Given task
Reproduce word for word the part of the Financial Claims Scheme FAQ below that runs from "The citizenship or" up to and including "only Alex’s name.".

Supplied passage
/---
Frequently asked questions about banking and the Financial Claims Scheme
The questions below provide general information about potential scenarios related to banking and the Financial Claims Scheme (FCS). Please contact your bank, building society or credit union for specific information about your accounts.
A list of account types covered by the FCS is available here.
You can also use our Deposit Checker page to help identify if your account is included.
Who is an account holder under the FCS?
An account holder under the FCS can be:
- an individual
- a body corporate (i.e. a corporation or propriety limited company)
- a body politic
- a partnership
- any other unincorporated association or body of persons
- the trustee(s) of a trust
- the trustee(s) of a superannuation fund (including a self-managed superannuation fund)
- the trustee(s) of an approved deposit fund.
Each account holder type listed above is entitled to protection for deposits up to $250,000 per ADI. Please note that a group of individual trustees of a trust, superannuation fund or approved deposit fund are treated as a single account holder.
The citizenship or residency status of an account holder does not have an impact on whether a deposit account is covered under the FCS.
What types of accounts are covered by the FCS?
How are joint account holders treated under the FCS?
For joint accounts, the amount of FCS protection is determined by splitting the deposit equally between the account holders. Each account holder's share is then added to any other eligible deposits they may hold under their own name at the same bank, building society or credit union before the $250,000 FCS limit is then applied to the total for each individual.
Alex and Peter have a number of accounts with their credit union:
- $300,000 in a joint account
- $50,000 in a separate account in only Alex’s name.
\---
Dataset
/---
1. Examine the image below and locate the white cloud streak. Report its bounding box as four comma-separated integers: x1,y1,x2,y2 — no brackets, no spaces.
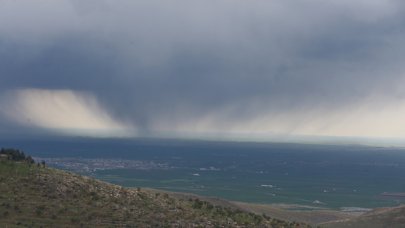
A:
0,89,133,136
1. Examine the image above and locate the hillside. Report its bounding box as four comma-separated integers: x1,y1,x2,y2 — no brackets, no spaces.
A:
0,152,307,227
321,205,405,228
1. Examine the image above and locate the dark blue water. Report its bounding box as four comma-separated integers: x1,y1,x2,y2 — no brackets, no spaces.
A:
0,138,405,208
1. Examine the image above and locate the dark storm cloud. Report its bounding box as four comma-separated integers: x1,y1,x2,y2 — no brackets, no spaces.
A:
0,0,405,137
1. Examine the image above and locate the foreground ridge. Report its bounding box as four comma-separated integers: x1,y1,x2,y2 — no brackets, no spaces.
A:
0,149,309,227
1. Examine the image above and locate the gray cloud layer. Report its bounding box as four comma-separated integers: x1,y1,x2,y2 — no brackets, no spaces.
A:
0,0,405,139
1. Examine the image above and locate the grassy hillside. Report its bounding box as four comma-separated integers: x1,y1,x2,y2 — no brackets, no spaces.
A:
0,157,306,227
321,205,405,228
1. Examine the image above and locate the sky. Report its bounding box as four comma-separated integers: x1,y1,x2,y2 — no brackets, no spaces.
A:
0,0,405,144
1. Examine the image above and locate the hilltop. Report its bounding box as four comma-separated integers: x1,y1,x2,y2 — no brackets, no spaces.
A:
0,150,308,227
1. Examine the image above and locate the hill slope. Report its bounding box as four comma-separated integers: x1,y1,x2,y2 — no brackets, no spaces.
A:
321,205,405,228
0,159,306,227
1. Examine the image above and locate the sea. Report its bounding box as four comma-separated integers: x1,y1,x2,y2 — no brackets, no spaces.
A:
0,138,405,211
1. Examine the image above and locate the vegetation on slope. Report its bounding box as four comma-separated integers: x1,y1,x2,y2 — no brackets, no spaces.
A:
0,150,306,227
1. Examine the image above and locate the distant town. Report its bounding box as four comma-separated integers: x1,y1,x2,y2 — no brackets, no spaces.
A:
34,157,172,175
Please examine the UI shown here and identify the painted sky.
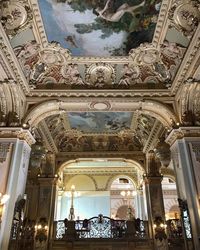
\---
Answer to this problem
The citizenship or residency status of an account holder does not have an impact on whether a deposit account is covered under the FCS.
What types of accounts are covered by the FCS?
How are joint account holders treated under the FCS?
For joint accounts, the amount of FCS protection is determined by splitting the deposit equally between the account holders. Each account holder's share is then added to any other eligible deposits they may hold under their own name at the same bank, building society or credit union before the $250,000 FCS limit is then applied to the total for each individual.
Alex and Peter have a number of accounts with their credit union:
- $300,000 in a joint account
- $50,000 in a separate account in only Alex’s name.